◆ Problem:
Starting at the line that holds "Target: pointed green bud" and stopping at the line that holds "column 712, row 377", restate the records below word for word, with both of those lines included.

◆ Entries shown:
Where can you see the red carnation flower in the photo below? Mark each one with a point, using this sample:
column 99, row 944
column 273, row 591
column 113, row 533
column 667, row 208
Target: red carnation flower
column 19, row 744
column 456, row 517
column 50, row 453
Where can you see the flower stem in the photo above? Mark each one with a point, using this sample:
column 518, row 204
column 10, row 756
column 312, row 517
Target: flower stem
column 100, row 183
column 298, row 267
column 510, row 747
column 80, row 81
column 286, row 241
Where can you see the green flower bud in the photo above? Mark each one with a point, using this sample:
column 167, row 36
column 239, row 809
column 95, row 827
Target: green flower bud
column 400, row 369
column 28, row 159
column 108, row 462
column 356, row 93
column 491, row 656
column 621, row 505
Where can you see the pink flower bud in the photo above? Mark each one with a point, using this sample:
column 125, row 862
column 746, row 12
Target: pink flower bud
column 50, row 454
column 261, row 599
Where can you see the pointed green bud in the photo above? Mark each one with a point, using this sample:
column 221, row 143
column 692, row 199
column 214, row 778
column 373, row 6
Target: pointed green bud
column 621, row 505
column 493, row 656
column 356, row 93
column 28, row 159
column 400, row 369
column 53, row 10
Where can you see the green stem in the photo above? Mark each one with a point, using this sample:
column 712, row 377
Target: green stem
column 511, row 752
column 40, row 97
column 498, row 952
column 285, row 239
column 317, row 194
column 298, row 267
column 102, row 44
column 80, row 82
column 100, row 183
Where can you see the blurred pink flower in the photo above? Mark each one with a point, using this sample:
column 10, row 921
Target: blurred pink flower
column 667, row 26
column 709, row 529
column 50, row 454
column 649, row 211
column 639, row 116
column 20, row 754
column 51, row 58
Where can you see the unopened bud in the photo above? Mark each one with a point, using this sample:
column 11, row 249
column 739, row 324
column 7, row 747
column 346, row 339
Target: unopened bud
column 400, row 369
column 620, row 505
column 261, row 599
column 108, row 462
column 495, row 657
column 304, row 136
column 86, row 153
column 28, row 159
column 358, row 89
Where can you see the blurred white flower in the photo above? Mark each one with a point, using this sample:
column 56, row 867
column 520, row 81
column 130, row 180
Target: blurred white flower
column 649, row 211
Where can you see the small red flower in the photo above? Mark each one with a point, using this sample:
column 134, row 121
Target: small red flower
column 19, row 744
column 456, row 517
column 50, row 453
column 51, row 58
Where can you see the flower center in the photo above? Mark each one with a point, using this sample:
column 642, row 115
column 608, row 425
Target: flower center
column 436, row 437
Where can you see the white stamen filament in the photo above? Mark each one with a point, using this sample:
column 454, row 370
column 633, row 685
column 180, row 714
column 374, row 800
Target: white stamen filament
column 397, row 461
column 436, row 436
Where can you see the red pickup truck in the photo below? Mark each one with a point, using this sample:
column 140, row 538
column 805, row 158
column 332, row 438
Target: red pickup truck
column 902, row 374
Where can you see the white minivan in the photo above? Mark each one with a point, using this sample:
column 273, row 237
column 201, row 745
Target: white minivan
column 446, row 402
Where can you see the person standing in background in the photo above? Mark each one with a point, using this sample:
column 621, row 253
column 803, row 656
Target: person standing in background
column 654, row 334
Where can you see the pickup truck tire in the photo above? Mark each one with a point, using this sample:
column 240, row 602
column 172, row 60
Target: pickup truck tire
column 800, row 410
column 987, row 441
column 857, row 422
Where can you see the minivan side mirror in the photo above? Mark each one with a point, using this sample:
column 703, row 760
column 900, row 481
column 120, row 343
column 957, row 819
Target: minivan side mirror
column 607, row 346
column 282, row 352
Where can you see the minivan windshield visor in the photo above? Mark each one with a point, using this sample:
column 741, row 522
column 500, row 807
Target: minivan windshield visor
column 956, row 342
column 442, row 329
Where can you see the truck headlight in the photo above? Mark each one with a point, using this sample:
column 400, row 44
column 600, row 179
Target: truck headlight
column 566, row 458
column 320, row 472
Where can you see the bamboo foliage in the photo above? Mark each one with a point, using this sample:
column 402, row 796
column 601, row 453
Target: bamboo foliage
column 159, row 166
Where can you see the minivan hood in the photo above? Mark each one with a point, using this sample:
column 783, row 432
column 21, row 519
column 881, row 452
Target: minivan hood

◆ Completed exercise:
Target: pointed green bud
column 621, row 505
column 493, row 656
column 356, row 93
column 28, row 159
column 400, row 369
column 53, row 10
Where can you see the green stem in the photo above? Mark each one with a point, using this sample:
column 712, row 377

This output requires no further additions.